Reproduce the records below in their entirety, character for character.

Object position labeling entries
────────
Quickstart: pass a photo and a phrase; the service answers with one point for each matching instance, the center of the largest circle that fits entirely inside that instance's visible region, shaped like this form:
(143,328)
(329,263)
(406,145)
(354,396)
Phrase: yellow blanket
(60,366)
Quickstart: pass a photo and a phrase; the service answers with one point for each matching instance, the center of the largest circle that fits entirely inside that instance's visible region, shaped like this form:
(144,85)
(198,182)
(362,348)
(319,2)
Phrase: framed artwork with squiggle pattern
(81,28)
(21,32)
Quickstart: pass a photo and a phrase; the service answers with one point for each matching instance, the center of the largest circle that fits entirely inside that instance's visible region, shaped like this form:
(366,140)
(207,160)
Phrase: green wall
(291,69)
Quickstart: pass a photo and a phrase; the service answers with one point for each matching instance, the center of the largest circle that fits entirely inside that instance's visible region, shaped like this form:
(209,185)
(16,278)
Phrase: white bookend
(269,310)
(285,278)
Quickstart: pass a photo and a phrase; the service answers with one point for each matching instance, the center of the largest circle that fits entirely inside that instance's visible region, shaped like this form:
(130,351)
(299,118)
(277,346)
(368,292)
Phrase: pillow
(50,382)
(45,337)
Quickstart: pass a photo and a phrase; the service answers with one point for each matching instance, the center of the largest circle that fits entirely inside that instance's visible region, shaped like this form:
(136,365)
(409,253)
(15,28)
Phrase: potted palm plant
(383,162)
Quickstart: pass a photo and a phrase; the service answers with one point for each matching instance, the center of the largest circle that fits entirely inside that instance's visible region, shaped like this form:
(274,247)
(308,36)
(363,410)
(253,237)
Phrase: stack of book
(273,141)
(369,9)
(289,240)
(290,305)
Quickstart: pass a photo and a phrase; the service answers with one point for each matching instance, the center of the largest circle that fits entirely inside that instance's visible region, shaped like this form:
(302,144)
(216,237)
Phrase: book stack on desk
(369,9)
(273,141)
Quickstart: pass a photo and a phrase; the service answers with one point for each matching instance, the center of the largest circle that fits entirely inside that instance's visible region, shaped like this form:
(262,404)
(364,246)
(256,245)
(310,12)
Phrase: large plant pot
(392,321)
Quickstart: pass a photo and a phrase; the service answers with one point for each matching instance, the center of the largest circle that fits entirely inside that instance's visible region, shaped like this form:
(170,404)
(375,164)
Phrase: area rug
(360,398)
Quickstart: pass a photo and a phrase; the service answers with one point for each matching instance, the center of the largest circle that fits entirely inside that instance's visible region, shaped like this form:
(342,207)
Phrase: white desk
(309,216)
────────
### Response for this exercise:
Quickstart: pass a photo and a phrase; the service answers with one point for each matching instance, the center of the largest circle that fits entirely inside that instance's visible region, shaped like this form:
(143,328)
(329,263)
(406,145)
(354,396)
Phrase: yellow blanket
(60,366)
Quickstart: pass a photo and a phrase; the service answers with one point for each matching instance, the center of the largest circle that fits entirely inside that instance's visible region, shaped like this form:
(144,85)
(198,182)
(362,348)
(319,2)
Phrase: framed artwork with squiggle pattern
(81,28)
(21,32)
Quickstart: pass a photo and a phrase; the service answers with one point for each matching instance, the center of the largest circle that fits entirely inside that instance's visible region, shaped like this form:
(366,140)
(207,160)
Phrase: green wall
(291,69)
Quickstart: pass a photo and a phrase; the service answers with one point for each matching instance, the center of the largest circle that fits entirely inside that instance's visible region, shaped like this form:
(209,185)
(16,278)
Phrase: white bookend
(269,310)
(285,278)
Quickstart: pass a photo and a phrase; the service answers with one point for each matching instance, the center of the largest circle that fits entirely inside that instance's visible region, shaped like this form:
(130,351)
(299,118)
(277,346)
(368,292)
Phrase: pillow
(50,382)
(45,337)
Quickstart: pass a photo and a phrase; the service answers with one point for each matching instance, the center of the largest circle that fits entirely inside that instance's visible region, shaped like this form:
(136,365)
(409,253)
(15,28)
Phrase: potted palm plant
(383,162)
Quickstart: pass a photo and a phrase; the service answers with one point for each matching instance, the center of the largest circle that fits entirely inside that instance's visible region, shaped like this form:
(274,247)
(308,36)
(363,410)
(253,237)
Phrase: stack of book
(273,141)
(369,9)
(289,240)
(290,305)
Quickstart: pass a photo and a phrase; the service answers with one point for each matching instance, the center of the largest circle that fits entirely inside that instance's visible region, shaped like this form:
(302,144)
(216,237)
Phrase: book stack on desk
(369,9)
(273,141)
Quickstart: pass a photo and a phrase; the service answers with one point for each matching instance, the center of the largest circle that fits entirely inside that instance's visible region, shaped like this form:
(262,404)
(364,246)
(256,245)
(310,12)
Phrase: large plant pot
(392,321)
Quickstart: pass a photo and a phrase; the service answers with one point for each matching instance, the center of the largest circle that fits entirely inside that instance's visible region, shaped like this form:
(170,404)
(375,164)
Phrase: area rug
(360,398)
Quickstart: pass a photo and a phrase; the service answers with one point for each matching instance, the center of the largest circle that fits entirely inside that instance's visible region, shaped like this form:
(342,207)
Phrase: white desk
(309,216)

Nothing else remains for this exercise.